▶ **Records for this exercise**:

________________

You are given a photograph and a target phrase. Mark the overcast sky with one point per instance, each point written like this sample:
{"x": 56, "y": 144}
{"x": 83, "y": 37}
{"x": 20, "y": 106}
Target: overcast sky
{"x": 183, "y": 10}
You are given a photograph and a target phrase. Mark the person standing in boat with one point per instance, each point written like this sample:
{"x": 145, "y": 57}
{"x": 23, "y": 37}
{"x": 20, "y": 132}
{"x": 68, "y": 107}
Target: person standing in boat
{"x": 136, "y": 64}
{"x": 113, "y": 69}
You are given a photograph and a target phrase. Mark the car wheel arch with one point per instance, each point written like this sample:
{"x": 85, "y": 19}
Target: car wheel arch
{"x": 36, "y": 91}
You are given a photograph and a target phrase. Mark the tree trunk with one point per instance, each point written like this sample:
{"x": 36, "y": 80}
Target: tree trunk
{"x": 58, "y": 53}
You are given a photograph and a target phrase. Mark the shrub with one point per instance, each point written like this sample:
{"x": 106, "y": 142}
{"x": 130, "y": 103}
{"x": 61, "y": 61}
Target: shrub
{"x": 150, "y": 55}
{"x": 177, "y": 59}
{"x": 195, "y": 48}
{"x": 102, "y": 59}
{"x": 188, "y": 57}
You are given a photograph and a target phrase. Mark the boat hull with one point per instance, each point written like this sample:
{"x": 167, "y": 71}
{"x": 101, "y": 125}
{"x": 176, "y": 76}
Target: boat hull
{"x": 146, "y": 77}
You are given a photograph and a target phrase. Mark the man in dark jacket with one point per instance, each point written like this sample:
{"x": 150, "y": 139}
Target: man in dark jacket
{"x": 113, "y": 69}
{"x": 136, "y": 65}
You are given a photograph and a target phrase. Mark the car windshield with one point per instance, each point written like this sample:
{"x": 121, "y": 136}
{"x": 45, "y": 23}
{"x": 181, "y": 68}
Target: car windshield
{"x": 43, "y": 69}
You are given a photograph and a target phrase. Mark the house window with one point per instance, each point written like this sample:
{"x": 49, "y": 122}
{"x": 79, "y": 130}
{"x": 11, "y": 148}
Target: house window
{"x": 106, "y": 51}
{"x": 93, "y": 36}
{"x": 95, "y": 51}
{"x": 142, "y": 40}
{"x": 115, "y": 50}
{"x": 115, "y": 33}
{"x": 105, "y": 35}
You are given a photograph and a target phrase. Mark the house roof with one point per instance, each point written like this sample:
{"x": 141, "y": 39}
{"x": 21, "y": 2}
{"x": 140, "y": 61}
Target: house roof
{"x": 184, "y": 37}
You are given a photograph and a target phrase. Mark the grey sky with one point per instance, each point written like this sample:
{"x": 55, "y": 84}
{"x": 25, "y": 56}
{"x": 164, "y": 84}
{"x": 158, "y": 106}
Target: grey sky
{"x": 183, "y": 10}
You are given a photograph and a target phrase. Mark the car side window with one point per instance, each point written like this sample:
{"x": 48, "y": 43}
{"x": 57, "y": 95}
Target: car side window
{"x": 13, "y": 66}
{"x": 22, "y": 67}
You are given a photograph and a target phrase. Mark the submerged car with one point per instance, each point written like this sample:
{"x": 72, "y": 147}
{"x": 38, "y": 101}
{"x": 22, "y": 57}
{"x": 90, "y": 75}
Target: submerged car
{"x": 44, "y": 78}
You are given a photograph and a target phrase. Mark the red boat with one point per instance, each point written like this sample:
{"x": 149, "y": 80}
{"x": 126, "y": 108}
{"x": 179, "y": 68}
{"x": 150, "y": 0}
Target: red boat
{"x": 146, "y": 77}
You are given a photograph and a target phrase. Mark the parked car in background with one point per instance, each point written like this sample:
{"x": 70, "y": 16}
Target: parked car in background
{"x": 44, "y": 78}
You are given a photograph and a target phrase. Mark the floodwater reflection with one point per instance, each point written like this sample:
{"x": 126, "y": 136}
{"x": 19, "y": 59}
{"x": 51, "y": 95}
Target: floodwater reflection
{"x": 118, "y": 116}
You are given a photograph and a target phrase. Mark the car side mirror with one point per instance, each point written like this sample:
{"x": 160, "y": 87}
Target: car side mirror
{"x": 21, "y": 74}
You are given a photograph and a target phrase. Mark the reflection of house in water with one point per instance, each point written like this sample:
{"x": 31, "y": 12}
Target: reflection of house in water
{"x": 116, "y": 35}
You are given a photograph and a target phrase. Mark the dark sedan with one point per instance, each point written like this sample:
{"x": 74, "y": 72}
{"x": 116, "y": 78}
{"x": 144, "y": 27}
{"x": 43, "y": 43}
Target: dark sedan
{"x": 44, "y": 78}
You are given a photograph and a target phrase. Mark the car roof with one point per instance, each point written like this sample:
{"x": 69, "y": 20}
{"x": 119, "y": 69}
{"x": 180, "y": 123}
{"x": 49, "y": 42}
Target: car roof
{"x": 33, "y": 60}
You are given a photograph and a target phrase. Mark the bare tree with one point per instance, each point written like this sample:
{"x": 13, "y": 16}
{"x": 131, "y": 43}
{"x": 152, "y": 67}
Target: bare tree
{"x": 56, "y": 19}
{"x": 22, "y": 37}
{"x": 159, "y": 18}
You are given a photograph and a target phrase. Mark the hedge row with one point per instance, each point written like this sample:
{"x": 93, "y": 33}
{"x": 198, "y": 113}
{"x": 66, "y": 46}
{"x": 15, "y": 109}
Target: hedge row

________________

▶ **Your objective**:
Transcribe all of the lines in the records precisely.

▶ **Exercise response**:
You are given a photograph and a target phrase. Mark the overcast sky with one point per instance, each point written like this sample:
{"x": 56, "y": 144}
{"x": 83, "y": 37}
{"x": 20, "y": 106}
Target: overcast sky
{"x": 183, "y": 10}
You are given a photograph and a target phrase. Mark the person standing in boat with one point per instance, each point written like this sample:
{"x": 145, "y": 57}
{"x": 23, "y": 37}
{"x": 20, "y": 132}
{"x": 68, "y": 107}
Target: person standing in boat
{"x": 136, "y": 64}
{"x": 113, "y": 69}
You are given a photograph and a target phrase. Mark the car wheel arch with one point per instance, each point written like this sample:
{"x": 85, "y": 19}
Target: car wheel arch
{"x": 36, "y": 91}
You are given a photograph and a target phrase. Mark the tree trunk with one point per instance, each point written like this sample:
{"x": 36, "y": 80}
Target: tree trunk
{"x": 58, "y": 53}
You are given a photograph and a target phrase. Mark the shrub with one point per instance, each point written like this sample:
{"x": 106, "y": 142}
{"x": 130, "y": 103}
{"x": 61, "y": 61}
Target: shrub
{"x": 150, "y": 55}
{"x": 177, "y": 59}
{"x": 195, "y": 48}
{"x": 102, "y": 59}
{"x": 188, "y": 57}
You are given a photograph and a target phrase. Mark the boat hull with one point per instance, each point written like this sample:
{"x": 167, "y": 71}
{"x": 101, "y": 125}
{"x": 176, "y": 76}
Target: boat hull
{"x": 146, "y": 77}
You are given a photograph and a target phrase. Mark the man in dark jacket with one point per instance, each point written like this sample:
{"x": 150, "y": 139}
Target: man in dark jacket
{"x": 113, "y": 69}
{"x": 136, "y": 65}
You are given a photograph and a target phrase. Mark the car windshield with one point per instance, each point written like this sample:
{"x": 121, "y": 136}
{"x": 45, "y": 23}
{"x": 181, "y": 68}
Target: car windshield
{"x": 43, "y": 69}
You are given a photograph and a target phrase. Mark the house window with one point per instance, each point written like this sample:
{"x": 49, "y": 122}
{"x": 79, "y": 130}
{"x": 11, "y": 148}
Target: house window
{"x": 106, "y": 51}
{"x": 93, "y": 36}
{"x": 95, "y": 51}
{"x": 142, "y": 40}
{"x": 115, "y": 50}
{"x": 115, "y": 33}
{"x": 105, "y": 35}
You are given a photograph and a target phrase. Mark the house roof with one point per instance, each point written like this sample:
{"x": 141, "y": 39}
{"x": 21, "y": 2}
{"x": 140, "y": 61}
Target: house roof
{"x": 184, "y": 37}
You are given a photograph and a target phrase. Mark the grey sky with one point per instance, each point written like this sample:
{"x": 55, "y": 84}
{"x": 25, "y": 56}
{"x": 164, "y": 84}
{"x": 158, "y": 106}
Target: grey sky
{"x": 183, "y": 10}
You are given a photograph and a target phrase. Mark the car side window with one point per instance, each point written like this sample:
{"x": 48, "y": 43}
{"x": 57, "y": 95}
Target: car side window
{"x": 13, "y": 66}
{"x": 22, "y": 67}
You are given a photograph and a target phrase. Mark the submerged car with one point per instance, each point written like this sample:
{"x": 72, "y": 147}
{"x": 38, "y": 101}
{"x": 22, "y": 57}
{"x": 90, "y": 75}
Target: submerged car
{"x": 44, "y": 78}
You are given a photograph and a target phrase. Mark the red boat with one point per instance, each point written like this sample:
{"x": 149, "y": 80}
{"x": 126, "y": 108}
{"x": 179, "y": 68}
{"x": 150, "y": 0}
Target: red boat
{"x": 146, "y": 77}
You are given a photograph and a target phrase. Mark the parked car in background with one point per instance, each point written like this sample:
{"x": 70, "y": 16}
Target: parked car in background
{"x": 44, "y": 78}
You are given a photograph and a target phrase. Mark the floodwater reflection with one point per instance, each point written like this sample:
{"x": 126, "y": 136}
{"x": 19, "y": 59}
{"x": 51, "y": 95}
Target: floodwater reflection
{"x": 118, "y": 116}
You are given a photograph and a target phrase. Mark the car side mirror with one point per instance, each point written like this sample:
{"x": 160, "y": 87}
Target: car side mirror
{"x": 21, "y": 74}
You are given a photograph and a target phrase. Mark the reflection of house in water with one point per instance, each point written like this sample:
{"x": 31, "y": 12}
Target: reflection of house in water
{"x": 116, "y": 35}
You are given a photograph and a target phrase. Mark the dark sedan with one point per instance, each point written like this sample:
{"x": 74, "y": 72}
{"x": 116, "y": 78}
{"x": 144, "y": 27}
{"x": 43, "y": 43}
Target: dark sedan
{"x": 44, "y": 78}
You are given a photograph and a target phrase. Mark the car roof with one point per instance, each point written like this sample:
{"x": 69, "y": 20}
{"x": 119, "y": 69}
{"x": 180, "y": 123}
{"x": 49, "y": 42}
Target: car roof
{"x": 33, "y": 60}
You are given a photograph and a target phrase. Mark the bare tree with one point per instance, each point written like this sample:
{"x": 13, "y": 16}
{"x": 131, "y": 43}
{"x": 152, "y": 67}
Target: bare tree
{"x": 56, "y": 19}
{"x": 22, "y": 37}
{"x": 159, "y": 18}
You are given a photograph and a target phrase. Mark the hedge row with one point per instance, each point written like this sample:
{"x": 93, "y": 33}
{"x": 198, "y": 113}
{"x": 66, "y": 46}
{"x": 15, "y": 109}
Target: hedge row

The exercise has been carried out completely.